- STATED GOAL -
Rewrite each of the following items as a numbered list of its lines, dropping any blank lines. Leave the pictures out of your answer.

----

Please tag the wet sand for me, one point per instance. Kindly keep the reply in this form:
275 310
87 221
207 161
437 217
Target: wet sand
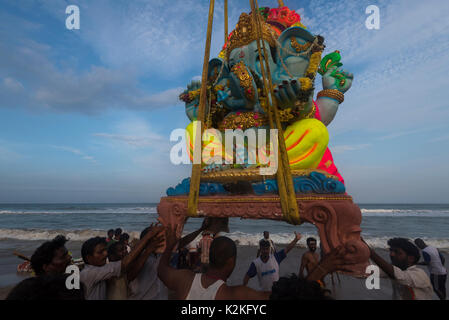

----

- RESPONSE TO THE EXERCISE -
1. Please tag the wet sand for me, one point per instance. Kindly keep the reply in this form:
2. 275 310
3. 87 221
4. 207 161
5. 437 217
6. Target: wet sand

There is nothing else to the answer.